● Short task
Print exactly, and only, the lines running from the line containing "Expected: one pin per instance of the light" through the end of the records below.

((

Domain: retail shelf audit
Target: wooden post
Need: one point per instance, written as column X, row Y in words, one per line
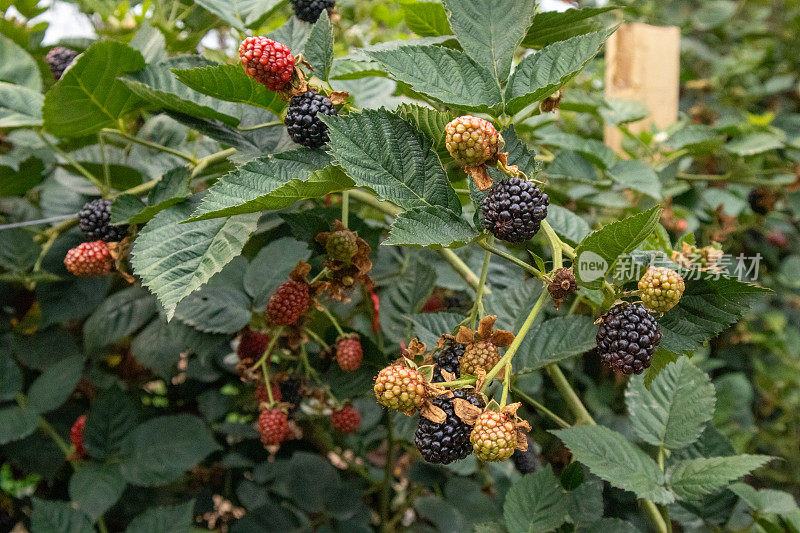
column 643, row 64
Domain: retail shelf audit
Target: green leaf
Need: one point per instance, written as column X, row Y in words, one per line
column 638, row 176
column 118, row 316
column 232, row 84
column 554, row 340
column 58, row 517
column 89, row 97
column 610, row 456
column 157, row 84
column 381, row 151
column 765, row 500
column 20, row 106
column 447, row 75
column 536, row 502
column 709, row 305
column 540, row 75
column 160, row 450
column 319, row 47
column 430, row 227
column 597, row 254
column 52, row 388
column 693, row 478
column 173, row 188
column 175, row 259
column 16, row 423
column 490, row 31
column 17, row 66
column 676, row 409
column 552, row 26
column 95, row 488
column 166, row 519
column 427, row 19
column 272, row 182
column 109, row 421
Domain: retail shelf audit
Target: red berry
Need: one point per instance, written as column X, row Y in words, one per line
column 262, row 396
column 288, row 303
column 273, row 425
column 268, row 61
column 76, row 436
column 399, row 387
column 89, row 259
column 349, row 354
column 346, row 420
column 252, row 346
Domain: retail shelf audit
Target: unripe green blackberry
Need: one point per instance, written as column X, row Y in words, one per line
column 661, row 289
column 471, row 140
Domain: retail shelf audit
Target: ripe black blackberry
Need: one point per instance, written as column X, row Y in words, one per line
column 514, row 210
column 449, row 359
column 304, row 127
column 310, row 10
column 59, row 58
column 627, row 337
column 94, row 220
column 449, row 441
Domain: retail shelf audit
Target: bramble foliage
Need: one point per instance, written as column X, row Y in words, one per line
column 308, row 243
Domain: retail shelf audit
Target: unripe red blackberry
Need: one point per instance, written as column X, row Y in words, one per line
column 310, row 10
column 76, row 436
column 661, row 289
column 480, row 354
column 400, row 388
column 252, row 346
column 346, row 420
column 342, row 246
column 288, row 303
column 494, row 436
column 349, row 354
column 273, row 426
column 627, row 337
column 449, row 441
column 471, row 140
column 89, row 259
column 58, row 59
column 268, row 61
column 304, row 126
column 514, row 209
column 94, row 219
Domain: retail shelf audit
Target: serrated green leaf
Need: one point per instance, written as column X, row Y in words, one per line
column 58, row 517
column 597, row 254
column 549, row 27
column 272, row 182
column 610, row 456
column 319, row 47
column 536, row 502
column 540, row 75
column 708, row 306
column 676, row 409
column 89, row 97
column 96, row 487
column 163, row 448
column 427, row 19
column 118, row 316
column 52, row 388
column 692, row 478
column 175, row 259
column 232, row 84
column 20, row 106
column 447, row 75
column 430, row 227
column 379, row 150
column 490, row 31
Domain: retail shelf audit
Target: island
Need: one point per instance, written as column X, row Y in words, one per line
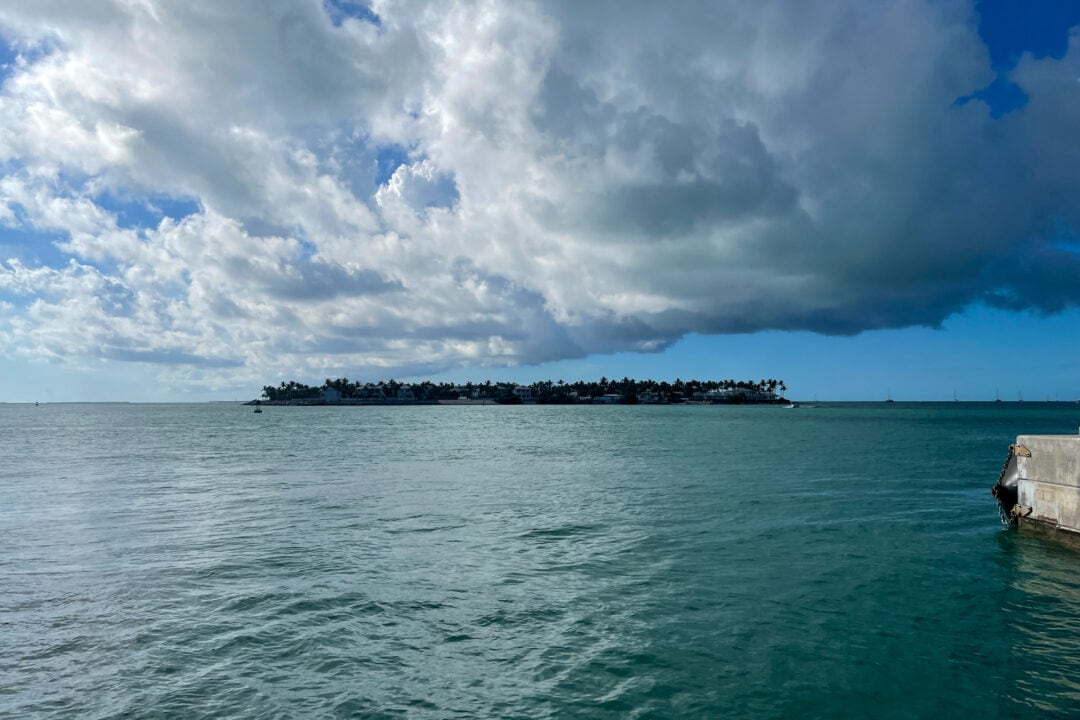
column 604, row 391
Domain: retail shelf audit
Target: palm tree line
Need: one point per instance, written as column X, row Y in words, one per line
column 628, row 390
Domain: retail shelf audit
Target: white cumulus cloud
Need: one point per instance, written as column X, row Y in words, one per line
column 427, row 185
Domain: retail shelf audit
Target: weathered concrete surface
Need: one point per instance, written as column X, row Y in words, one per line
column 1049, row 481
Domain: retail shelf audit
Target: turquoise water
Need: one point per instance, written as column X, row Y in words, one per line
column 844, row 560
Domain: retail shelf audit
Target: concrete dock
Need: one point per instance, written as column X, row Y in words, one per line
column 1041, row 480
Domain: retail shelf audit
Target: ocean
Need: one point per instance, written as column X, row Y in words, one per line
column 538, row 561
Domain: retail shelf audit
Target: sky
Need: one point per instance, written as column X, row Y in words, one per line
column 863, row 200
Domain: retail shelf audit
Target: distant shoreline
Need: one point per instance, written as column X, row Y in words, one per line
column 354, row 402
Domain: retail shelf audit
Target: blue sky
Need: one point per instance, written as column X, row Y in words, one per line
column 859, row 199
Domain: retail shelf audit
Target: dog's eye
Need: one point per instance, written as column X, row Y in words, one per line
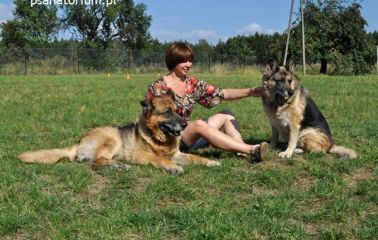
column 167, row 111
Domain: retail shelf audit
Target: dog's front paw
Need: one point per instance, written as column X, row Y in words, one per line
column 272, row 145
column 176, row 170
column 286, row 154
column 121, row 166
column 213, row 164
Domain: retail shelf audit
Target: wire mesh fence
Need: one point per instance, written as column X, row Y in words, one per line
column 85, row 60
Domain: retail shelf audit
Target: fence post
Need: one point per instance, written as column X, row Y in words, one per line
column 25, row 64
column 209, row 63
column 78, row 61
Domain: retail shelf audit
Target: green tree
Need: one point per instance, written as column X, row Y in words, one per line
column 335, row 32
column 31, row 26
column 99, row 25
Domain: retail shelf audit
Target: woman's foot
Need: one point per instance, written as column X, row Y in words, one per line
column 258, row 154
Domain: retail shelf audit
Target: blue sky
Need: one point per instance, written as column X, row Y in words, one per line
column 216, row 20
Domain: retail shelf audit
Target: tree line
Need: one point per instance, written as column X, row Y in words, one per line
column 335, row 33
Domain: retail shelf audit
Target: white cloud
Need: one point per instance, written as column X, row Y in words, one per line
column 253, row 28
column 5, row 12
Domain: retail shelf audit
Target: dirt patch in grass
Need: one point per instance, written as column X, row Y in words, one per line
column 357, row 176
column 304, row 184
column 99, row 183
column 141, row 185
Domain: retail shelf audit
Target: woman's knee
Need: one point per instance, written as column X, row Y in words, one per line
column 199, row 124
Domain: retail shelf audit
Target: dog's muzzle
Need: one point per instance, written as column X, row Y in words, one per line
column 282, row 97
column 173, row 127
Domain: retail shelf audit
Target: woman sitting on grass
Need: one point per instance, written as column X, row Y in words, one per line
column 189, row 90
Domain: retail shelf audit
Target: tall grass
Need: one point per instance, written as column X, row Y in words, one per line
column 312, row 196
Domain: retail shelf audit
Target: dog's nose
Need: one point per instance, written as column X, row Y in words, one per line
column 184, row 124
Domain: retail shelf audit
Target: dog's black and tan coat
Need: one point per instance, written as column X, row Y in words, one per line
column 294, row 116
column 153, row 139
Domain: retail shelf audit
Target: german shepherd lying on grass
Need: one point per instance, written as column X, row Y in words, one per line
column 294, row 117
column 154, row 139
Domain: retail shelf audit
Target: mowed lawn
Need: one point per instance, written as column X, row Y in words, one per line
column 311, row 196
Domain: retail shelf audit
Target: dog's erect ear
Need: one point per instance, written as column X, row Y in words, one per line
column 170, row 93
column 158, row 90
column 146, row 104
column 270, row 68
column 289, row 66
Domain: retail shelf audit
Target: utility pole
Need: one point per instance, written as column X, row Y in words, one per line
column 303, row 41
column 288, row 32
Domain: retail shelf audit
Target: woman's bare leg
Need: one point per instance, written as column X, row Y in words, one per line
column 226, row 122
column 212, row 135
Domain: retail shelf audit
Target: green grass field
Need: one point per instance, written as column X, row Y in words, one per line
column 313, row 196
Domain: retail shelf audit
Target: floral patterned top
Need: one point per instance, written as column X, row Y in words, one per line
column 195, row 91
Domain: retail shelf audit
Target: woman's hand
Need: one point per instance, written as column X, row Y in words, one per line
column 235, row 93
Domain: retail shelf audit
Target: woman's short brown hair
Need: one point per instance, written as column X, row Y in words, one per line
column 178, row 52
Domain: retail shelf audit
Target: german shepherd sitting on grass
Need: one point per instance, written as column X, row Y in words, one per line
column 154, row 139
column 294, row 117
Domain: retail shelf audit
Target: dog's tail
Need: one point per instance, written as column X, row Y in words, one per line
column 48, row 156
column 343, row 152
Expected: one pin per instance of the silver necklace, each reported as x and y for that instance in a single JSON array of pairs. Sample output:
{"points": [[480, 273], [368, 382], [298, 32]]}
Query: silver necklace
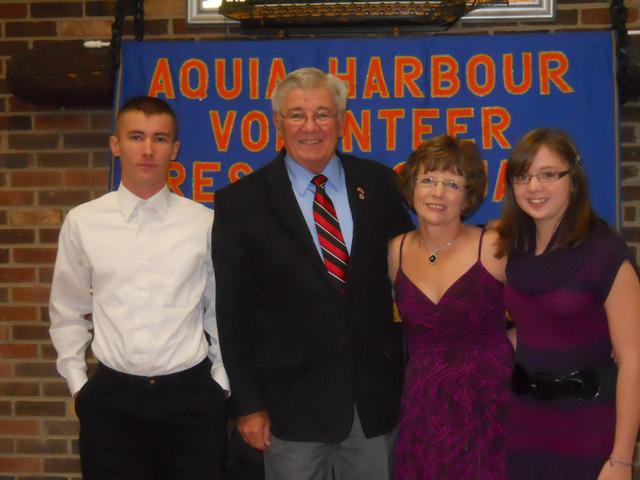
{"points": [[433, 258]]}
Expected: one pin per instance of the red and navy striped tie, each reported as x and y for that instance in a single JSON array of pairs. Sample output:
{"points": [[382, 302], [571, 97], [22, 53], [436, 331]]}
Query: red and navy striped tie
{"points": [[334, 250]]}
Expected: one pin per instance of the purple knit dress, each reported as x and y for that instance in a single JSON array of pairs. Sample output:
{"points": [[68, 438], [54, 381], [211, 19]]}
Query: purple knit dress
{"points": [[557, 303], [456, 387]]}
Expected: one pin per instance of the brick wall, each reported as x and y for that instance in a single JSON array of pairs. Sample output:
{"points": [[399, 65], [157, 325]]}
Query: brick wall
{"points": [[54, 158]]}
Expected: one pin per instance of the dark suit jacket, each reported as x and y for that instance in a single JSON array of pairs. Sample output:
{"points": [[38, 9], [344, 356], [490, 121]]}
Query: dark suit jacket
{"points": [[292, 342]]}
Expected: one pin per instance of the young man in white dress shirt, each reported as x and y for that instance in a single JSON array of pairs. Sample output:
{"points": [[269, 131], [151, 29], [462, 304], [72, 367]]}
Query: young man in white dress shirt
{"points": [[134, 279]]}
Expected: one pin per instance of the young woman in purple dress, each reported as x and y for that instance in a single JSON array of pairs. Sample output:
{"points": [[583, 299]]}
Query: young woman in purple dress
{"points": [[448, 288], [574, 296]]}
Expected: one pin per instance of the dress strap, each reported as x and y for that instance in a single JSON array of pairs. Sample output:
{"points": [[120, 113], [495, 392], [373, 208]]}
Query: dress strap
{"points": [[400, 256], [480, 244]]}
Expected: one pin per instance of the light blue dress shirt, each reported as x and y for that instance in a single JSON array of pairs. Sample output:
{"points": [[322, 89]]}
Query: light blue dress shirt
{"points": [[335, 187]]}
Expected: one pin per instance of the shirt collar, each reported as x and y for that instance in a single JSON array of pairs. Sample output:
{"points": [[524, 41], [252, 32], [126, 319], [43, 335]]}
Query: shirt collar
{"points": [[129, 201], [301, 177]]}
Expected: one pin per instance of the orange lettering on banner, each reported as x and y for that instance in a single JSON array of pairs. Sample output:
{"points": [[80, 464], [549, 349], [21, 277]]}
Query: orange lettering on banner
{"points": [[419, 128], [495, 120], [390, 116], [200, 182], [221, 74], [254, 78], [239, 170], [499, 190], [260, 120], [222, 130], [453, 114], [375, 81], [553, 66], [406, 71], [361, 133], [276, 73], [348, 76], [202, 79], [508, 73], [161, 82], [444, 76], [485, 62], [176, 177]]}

))

● Solution for this task
Expected: one pin per instance of the light blue dress shirt, each reported as x and y for that instance in a single JSON array of pairs. Sample output:
{"points": [[322, 89]]}
Query: light blue dress shirt
{"points": [[335, 187]]}
Expected: one pin per instance of the shirt collar, each reported as x and y for that instance in a single JSON array of pairs. Sample output:
{"points": [[524, 41], [252, 32], [126, 319], [43, 335]]}
Query: shirt collar
{"points": [[129, 201], [301, 177]]}
Expected: one pin per instance of the orange lettering on banner, each reported as x and y for that instance in a single JSON array of pairs. Sample output:
{"points": [[80, 464], [549, 349], [21, 277]]}
Query: orange lettering on banner
{"points": [[419, 128], [495, 120], [390, 116], [200, 182], [221, 74], [254, 78], [239, 170], [499, 190], [260, 120], [222, 130], [453, 114], [375, 81], [553, 66], [406, 71], [361, 133], [276, 73], [348, 76], [202, 79], [508, 73], [161, 82], [444, 76], [485, 62], [176, 177]]}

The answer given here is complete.